Straight Line Was a Lie pushes Stokes to the forefront of the band more than ever before. I’m reminded of the way Adrianne Lenker leads Big Thief: there are songs that feel like they belong purely to her (“The Only Place”) and songs where the band unit has fun (“Spud Infinity”); ditto Stokes (“Mother, Pray for Me”) and the Beths (“Metal”).
“Yeah, it feels like the songwriting was kind of a bit more…” she trails off. “It’s kind of a scary thing to decide to do [to be front and centre], but once you decide to do it, it feels like it was the right call in those moments. It’s like becoming secure as a band as well, to be like, ‘We are still us.’”
“[T]hey’re an excellent band,” she says of Big Thief when they’re brought up. “It feels like they’re the band, right? It’s quite rare now to have a band where it’s greater than the sum of its parts or something, and it’s something that we try for.
“Which is hard because it means you have to compromise and you have to work with each other and you have to listen to each other… it’s hard as well because I’m bringing in my songs and I’ve got big feelings about those songs because there’s big feelings in the songs and it’s not all hugs and butterflies, it’s communication which is tricky.”

**WORK ORDER 1**
According to the interview excerpt about the Beths, which Big Thief song feels like it belongs purely to Adrianne Lenker?
**WORK ORDER 2**
List every song title that appears in quotation marks in the interview excerpt about the Beths.
**WORK ORDER 3**
Write a continuation of the interview excerpt about the Beths, starting after its last sentence.

**SOURCE MATERIAL**
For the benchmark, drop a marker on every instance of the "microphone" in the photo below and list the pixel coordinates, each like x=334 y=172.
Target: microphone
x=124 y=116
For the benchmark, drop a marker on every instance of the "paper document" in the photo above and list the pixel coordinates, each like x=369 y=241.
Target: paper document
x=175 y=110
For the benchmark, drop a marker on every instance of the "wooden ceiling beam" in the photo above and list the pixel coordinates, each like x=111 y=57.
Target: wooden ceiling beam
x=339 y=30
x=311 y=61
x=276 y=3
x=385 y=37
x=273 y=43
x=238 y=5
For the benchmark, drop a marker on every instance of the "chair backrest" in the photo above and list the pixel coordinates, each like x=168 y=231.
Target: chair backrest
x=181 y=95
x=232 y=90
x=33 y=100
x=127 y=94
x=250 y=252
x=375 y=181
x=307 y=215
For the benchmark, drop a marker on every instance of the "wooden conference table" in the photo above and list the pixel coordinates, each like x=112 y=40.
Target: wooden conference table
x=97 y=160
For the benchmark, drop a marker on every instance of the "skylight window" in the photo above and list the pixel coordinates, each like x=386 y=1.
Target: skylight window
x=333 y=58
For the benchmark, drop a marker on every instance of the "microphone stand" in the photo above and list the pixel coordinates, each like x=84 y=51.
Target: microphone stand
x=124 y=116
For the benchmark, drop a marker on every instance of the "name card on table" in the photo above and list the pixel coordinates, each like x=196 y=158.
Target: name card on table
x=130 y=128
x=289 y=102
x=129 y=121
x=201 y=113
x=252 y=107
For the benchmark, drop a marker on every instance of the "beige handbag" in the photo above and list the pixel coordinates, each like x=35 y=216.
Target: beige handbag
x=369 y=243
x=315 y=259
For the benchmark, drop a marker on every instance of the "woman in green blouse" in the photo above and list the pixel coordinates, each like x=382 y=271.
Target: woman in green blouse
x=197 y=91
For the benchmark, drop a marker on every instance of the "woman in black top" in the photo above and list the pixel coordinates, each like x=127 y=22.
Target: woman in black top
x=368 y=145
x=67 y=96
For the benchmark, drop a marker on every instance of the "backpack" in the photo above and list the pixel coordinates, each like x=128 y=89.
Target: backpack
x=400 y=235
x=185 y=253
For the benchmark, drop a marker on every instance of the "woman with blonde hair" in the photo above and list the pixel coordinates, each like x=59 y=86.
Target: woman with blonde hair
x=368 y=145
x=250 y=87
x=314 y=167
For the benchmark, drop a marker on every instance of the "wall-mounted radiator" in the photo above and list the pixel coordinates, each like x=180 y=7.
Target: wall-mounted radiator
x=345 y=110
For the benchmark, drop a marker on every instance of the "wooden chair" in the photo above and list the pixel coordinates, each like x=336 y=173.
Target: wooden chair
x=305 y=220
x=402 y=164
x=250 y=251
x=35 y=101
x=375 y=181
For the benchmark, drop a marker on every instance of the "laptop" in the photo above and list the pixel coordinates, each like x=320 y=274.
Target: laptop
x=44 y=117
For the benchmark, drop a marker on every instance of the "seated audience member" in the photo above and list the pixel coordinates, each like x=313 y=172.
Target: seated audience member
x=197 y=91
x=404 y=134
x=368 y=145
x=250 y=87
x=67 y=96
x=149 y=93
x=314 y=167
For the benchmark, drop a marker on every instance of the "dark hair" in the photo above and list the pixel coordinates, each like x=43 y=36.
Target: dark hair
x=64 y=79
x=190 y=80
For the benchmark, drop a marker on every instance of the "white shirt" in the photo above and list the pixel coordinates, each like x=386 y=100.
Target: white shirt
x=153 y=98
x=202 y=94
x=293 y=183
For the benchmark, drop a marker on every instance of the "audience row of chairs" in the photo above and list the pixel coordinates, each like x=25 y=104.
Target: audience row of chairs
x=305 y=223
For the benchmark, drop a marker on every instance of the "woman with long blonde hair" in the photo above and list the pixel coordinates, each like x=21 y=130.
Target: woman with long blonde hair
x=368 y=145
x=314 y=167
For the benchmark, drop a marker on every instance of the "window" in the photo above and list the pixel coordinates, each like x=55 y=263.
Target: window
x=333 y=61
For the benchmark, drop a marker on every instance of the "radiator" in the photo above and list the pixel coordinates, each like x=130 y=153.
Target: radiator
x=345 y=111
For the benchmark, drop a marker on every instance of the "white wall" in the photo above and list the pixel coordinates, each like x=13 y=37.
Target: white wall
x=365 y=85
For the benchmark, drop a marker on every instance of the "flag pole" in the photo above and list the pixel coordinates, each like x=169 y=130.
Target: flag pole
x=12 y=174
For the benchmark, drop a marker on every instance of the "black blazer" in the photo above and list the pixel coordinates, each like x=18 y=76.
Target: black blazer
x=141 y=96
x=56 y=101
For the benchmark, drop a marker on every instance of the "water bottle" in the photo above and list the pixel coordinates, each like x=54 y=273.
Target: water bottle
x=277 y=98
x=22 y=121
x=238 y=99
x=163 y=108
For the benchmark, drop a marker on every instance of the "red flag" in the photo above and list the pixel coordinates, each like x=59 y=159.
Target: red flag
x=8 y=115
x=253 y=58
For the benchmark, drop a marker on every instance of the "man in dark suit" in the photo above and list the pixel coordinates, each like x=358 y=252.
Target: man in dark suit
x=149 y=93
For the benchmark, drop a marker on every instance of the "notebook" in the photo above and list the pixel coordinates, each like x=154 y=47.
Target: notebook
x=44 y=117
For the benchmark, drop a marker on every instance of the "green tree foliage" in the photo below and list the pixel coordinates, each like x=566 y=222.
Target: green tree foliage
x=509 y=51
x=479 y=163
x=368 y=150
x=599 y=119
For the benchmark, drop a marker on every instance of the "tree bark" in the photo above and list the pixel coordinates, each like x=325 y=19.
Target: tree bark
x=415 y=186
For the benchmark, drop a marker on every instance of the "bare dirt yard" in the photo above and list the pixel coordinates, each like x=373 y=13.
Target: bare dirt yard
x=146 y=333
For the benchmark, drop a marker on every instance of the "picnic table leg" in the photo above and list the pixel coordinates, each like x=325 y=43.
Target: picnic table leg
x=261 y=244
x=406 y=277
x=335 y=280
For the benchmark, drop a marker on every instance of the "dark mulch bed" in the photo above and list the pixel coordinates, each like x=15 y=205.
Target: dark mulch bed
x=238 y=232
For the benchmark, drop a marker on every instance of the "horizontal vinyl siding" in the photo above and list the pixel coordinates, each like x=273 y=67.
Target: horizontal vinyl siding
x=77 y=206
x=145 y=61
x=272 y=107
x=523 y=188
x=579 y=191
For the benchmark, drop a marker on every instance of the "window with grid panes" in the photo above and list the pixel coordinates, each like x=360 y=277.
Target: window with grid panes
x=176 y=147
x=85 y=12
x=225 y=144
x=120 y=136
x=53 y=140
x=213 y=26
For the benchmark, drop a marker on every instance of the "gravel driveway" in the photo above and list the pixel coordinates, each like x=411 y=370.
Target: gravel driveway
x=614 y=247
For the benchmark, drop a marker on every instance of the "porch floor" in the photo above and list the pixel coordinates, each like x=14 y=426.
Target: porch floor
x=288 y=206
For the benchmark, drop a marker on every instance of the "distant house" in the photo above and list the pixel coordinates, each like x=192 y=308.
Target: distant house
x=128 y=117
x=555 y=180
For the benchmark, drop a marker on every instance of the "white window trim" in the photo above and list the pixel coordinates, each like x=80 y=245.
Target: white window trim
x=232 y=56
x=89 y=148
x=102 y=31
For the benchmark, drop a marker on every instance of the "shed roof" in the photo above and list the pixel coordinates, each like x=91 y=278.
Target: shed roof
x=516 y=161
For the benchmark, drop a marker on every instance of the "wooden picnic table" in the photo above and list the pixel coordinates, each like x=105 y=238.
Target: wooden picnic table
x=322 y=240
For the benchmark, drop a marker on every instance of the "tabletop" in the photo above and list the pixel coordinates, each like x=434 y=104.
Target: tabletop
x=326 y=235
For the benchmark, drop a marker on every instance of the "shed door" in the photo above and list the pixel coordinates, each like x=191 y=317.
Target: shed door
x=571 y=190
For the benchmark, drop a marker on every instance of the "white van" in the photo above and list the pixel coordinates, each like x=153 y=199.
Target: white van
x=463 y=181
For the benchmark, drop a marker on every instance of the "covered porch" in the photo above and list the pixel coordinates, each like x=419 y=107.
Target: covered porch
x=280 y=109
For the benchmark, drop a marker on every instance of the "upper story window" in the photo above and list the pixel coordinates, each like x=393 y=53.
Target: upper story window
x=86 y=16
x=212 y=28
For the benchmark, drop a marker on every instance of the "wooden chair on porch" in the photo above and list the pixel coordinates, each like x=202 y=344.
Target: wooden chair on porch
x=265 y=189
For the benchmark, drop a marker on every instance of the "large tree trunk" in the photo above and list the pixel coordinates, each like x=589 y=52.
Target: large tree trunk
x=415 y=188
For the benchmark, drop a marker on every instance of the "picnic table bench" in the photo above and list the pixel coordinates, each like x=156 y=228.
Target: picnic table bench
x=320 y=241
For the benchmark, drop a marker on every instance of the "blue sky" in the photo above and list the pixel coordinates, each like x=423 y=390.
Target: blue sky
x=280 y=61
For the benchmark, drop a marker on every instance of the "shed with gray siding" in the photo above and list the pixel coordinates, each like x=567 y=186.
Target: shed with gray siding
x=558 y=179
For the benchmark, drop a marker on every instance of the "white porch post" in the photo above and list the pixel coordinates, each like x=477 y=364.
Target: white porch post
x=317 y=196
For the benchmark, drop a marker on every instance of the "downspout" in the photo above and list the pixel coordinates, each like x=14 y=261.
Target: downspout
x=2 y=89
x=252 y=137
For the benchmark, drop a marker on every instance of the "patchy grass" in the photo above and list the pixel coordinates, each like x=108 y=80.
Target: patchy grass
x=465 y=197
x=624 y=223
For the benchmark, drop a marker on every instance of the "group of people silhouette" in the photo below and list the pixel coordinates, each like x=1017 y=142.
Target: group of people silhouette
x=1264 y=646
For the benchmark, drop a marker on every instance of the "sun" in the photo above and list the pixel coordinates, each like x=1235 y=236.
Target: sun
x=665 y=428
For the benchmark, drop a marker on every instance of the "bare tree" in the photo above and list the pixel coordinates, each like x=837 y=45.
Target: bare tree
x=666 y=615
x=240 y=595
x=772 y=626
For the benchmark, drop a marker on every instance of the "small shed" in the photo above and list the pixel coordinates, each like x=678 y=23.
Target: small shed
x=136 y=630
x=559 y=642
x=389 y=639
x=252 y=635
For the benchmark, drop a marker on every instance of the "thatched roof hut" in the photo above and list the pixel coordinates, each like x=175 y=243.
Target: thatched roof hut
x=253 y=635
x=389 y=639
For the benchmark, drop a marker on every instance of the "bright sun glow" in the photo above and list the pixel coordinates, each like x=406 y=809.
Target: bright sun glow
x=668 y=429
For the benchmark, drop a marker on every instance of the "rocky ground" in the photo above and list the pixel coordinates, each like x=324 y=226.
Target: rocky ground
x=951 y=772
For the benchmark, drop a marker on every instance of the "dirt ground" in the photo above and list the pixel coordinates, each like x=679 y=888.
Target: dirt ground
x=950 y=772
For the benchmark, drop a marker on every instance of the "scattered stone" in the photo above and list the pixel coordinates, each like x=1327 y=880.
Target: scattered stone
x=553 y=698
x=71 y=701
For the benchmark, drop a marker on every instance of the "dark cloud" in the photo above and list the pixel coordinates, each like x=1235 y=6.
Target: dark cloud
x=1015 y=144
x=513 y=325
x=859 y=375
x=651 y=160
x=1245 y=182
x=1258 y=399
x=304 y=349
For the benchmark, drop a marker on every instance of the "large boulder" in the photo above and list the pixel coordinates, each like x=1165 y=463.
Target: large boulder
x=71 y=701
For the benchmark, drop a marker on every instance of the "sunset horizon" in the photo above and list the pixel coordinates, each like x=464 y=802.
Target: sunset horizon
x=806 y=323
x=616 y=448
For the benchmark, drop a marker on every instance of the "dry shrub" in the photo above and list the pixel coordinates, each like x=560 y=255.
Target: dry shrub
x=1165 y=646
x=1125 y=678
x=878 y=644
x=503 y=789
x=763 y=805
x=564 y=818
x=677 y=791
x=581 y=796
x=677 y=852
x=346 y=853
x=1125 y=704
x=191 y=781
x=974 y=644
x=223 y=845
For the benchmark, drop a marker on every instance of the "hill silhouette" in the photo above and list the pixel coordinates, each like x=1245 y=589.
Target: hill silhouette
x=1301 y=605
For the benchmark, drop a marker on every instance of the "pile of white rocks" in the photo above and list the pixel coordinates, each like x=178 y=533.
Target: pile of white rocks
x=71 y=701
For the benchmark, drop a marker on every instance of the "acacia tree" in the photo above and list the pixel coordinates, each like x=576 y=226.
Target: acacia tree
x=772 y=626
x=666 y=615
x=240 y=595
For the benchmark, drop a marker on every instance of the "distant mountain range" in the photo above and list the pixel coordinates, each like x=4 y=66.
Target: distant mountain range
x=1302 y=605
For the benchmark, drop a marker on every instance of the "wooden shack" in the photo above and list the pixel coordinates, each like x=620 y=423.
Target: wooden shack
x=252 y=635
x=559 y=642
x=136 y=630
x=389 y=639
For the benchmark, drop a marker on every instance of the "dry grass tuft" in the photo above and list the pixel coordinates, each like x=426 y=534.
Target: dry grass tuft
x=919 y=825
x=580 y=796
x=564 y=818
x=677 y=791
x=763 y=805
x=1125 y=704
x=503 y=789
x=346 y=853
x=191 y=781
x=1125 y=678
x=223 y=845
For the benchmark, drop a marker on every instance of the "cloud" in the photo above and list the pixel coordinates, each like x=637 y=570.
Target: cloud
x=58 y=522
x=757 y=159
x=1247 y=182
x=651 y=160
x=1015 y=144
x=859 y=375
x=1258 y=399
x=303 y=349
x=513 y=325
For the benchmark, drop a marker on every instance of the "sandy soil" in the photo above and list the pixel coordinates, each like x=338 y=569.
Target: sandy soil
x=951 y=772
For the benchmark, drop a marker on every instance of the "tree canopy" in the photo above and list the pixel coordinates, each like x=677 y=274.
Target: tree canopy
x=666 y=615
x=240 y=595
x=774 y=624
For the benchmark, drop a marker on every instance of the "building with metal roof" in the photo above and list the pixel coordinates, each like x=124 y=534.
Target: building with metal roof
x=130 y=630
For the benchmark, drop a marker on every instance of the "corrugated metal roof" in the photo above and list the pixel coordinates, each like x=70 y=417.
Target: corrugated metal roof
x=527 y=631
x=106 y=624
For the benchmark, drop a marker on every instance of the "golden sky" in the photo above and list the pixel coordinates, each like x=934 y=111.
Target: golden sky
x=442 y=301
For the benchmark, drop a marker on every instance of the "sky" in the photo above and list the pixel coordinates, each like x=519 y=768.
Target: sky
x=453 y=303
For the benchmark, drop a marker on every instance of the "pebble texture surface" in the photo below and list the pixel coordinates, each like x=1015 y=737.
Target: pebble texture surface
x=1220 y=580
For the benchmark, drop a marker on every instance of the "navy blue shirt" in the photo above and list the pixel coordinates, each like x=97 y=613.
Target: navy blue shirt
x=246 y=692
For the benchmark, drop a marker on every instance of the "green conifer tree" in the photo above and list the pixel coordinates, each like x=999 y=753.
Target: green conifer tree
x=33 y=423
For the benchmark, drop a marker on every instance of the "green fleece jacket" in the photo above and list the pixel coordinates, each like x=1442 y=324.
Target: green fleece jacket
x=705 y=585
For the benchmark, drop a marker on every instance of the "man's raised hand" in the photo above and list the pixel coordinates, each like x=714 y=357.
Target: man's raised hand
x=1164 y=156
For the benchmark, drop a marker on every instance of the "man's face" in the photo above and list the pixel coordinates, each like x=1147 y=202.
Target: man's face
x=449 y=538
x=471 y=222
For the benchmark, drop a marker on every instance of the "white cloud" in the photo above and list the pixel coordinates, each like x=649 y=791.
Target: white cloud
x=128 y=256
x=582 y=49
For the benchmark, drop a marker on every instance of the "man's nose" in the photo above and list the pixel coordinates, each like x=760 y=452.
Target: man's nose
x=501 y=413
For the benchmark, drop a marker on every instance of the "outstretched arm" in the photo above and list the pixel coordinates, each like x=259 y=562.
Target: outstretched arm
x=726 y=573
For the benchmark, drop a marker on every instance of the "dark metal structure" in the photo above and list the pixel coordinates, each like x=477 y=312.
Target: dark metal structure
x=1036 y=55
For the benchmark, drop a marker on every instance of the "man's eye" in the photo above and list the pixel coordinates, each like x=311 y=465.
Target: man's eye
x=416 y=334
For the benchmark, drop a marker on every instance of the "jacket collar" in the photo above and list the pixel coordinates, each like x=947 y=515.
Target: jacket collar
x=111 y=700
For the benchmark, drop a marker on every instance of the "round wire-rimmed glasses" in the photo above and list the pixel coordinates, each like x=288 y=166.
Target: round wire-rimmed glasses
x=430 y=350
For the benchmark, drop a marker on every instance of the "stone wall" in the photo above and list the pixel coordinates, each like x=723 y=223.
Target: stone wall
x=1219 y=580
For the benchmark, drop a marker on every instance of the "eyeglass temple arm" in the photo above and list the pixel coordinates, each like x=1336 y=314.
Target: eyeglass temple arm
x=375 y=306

**RESPONSE BOX 1**
"The Only Place"

**RESPONSE BOX 2**
"The Only Place"
"Spud Infinity"
"Mother, Pray for Me"
"Metal"

**RESPONSE BOX 3**
Would Stokes ever venture out solo like Lenker does on occasion? She travelled with Pearce to Los Angeles in April, where she played a very rare solo set at famous music venue Largo. “We’ve done hundreds of Beths shows, but I’ve done like three solo shows,” she told the Guardian about the surprise performance. “For me, music feels like it’s something you do with other people. That’s what I would tell myself, but I was also really scared of just doing something for myself. I reached a point where I was like, ‘OK, because you’re scared, you should probably do it.’”
The reason the Beths work so well — how they can tour North American and Europe on an almost yearly basis, how they can overcome unexpected robberies and debilitating health issues — is because of how comfortable Stokes and her bandmates are with each other.
“We’re a tight-knit group,” as Stokes told us in 2022. “We like being together, playing together, and touring together. You have to because with the amount of time you spend together it’s like a marriage!”
“[W]e’ve been playing for a long time and everybody individually has become better musicians, and we play as a unit really well,” she tells me now.
Another deeply personal track immediately follows “Mother, Pray for Me”.
“I pull away like I’m used to / Like I used to / Pointless game that we play / Do we choose to? / Yeah, we choose to,” Stokes sings sombrely on “Til My Heart Stops”. She’s more hopeful in the sincere chorus: “I wanna ride my bike in the rain / I wanna fly my kite in a hurricane / I wanna float out the top / I wanna dance til I drop / I wanna love til my heart stops / I wanna ride my bike in the rain / Then I want you to take me back home again.”
“I feel like I can get in a kind of way where I feel like I’m boxing myself away from relationships, from people that I love, from experiences that I intellectually am like… I want to have these things,” Stokes says. “Why am I kind of shrinking away and putting myself behind a wall? I want to live in the world. [I] want to experience the world. It’s just about wanting that…”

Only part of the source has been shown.